*BRIEF*
Please pick out every line of the data below that contains the word "stone", and copy each of those lines.

--- Start MATERIAL PROVIDED ---

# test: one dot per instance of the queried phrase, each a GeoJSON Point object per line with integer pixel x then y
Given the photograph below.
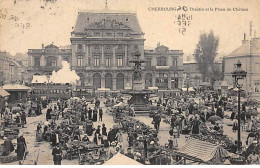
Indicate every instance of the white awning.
{"type": "Point", "coordinates": [190, 89]}
{"type": "Point", "coordinates": [103, 89]}
{"type": "Point", "coordinates": [120, 159]}
{"type": "Point", "coordinates": [153, 88]}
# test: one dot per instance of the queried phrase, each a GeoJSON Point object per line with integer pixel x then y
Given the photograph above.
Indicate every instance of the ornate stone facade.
{"type": "Point", "coordinates": [102, 44]}
{"type": "Point", "coordinates": [44, 61]}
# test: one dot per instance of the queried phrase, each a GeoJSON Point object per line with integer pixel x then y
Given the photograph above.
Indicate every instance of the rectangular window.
{"type": "Point", "coordinates": [148, 62]}
{"type": "Point", "coordinates": [80, 60]}
{"type": "Point", "coordinates": [119, 60]}
{"type": "Point", "coordinates": [161, 61]}
{"type": "Point", "coordinates": [96, 34]}
{"type": "Point", "coordinates": [96, 60]}
{"type": "Point", "coordinates": [108, 60]}
{"type": "Point", "coordinates": [174, 61]}
{"type": "Point", "coordinates": [120, 34]}
{"type": "Point", "coordinates": [257, 86]}
{"type": "Point", "coordinates": [80, 48]}
{"type": "Point", "coordinates": [53, 63]}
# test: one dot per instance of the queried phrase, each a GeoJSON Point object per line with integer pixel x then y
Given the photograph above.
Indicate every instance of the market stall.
{"type": "Point", "coordinates": [120, 159]}
{"type": "Point", "coordinates": [211, 153]}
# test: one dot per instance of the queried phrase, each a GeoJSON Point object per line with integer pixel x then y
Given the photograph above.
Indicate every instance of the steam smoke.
{"type": "Point", "coordinates": [64, 75]}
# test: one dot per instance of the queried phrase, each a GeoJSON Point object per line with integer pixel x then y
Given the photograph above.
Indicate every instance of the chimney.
{"type": "Point", "coordinates": [244, 40]}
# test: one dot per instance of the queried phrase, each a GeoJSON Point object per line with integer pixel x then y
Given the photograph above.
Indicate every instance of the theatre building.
{"type": "Point", "coordinates": [102, 44]}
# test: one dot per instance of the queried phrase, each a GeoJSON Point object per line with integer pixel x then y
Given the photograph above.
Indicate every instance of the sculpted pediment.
{"type": "Point", "coordinates": [108, 24]}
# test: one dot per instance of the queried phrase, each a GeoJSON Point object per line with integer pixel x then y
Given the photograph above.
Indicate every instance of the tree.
{"type": "Point", "coordinates": [205, 53]}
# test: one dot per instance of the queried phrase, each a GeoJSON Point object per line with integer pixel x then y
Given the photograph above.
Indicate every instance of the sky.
{"type": "Point", "coordinates": [27, 24]}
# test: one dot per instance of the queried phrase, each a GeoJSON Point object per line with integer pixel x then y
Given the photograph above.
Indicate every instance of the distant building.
{"type": "Point", "coordinates": [249, 55]}
{"type": "Point", "coordinates": [102, 44]}
{"type": "Point", "coordinates": [195, 78]}
{"type": "Point", "coordinates": [10, 70]}
{"type": "Point", "coordinates": [164, 68]}
{"type": "Point", "coordinates": [44, 61]}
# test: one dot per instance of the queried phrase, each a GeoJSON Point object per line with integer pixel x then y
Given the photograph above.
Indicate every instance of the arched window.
{"type": "Point", "coordinates": [82, 79]}
{"type": "Point", "coordinates": [37, 61]}
{"type": "Point", "coordinates": [97, 80]}
{"type": "Point", "coordinates": [148, 80]}
{"type": "Point", "coordinates": [161, 61]}
{"type": "Point", "coordinates": [52, 61]}
{"type": "Point", "coordinates": [108, 81]}
{"type": "Point", "coordinates": [120, 81]}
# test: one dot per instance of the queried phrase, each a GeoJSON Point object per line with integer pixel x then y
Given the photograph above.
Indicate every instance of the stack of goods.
{"type": "Point", "coordinates": [11, 133]}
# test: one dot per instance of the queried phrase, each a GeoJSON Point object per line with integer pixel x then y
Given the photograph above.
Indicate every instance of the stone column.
{"type": "Point", "coordinates": [153, 80]}
{"type": "Point", "coordinates": [32, 61]}
{"type": "Point", "coordinates": [59, 60]}
{"type": "Point", "coordinates": [113, 62]}
{"type": "Point", "coordinates": [42, 63]}
{"type": "Point", "coordinates": [126, 57]}
{"type": "Point", "coordinates": [86, 55]}
{"type": "Point", "coordinates": [114, 82]}
{"type": "Point", "coordinates": [169, 81]}
{"type": "Point", "coordinates": [102, 56]}
{"type": "Point", "coordinates": [102, 80]}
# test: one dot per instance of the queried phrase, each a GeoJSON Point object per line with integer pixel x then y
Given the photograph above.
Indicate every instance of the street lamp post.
{"type": "Point", "coordinates": [188, 83]}
{"type": "Point", "coordinates": [11, 65]}
{"type": "Point", "coordinates": [237, 75]}
{"type": "Point", "coordinates": [48, 79]}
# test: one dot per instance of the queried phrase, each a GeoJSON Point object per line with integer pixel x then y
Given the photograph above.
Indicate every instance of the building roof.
{"type": "Point", "coordinates": [202, 151]}
{"type": "Point", "coordinates": [39, 79]}
{"type": "Point", "coordinates": [88, 20]}
{"type": "Point", "coordinates": [15, 87]}
{"type": "Point", "coordinates": [3, 93]}
{"type": "Point", "coordinates": [65, 47]}
{"type": "Point", "coordinates": [244, 49]}
{"type": "Point", "coordinates": [120, 159]}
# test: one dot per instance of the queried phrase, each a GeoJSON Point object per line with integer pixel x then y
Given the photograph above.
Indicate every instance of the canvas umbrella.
{"type": "Point", "coordinates": [213, 119]}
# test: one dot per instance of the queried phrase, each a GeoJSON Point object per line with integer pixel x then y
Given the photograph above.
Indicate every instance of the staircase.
{"type": "Point", "coordinates": [141, 110]}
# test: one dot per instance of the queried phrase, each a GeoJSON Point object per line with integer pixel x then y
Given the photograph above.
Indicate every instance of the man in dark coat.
{"type": "Point", "coordinates": [23, 118]}
{"type": "Point", "coordinates": [21, 146]}
{"type": "Point", "coordinates": [100, 114]}
{"type": "Point", "coordinates": [89, 113]}
{"type": "Point", "coordinates": [157, 120]}
{"type": "Point", "coordinates": [110, 136]}
{"type": "Point", "coordinates": [48, 113]}
{"type": "Point", "coordinates": [195, 126]}
{"type": "Point", "coordinates": [129, 153]}
{"type": "Point", "coordinates": [8, 147]}
{"type": "Point", "coordinates": [173, 120]}
{"type": "Point", "coordinates": [219, 112]}
{"type": "Point", "coordinates": [57, 155]}
{"type": "Point", "coordinates": [104, 129]}
{"type": "Point", "coordinates": [95, 114]}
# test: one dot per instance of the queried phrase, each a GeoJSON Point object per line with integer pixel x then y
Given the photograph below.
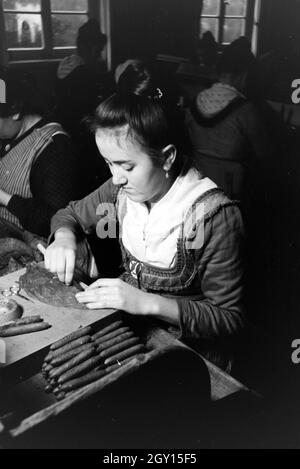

--- End MATERIAL PROVIDED ---

*SOLVED EXERCISE*
Indicate every instance of the ornate stone facade.
Indicate every instance of the stone column.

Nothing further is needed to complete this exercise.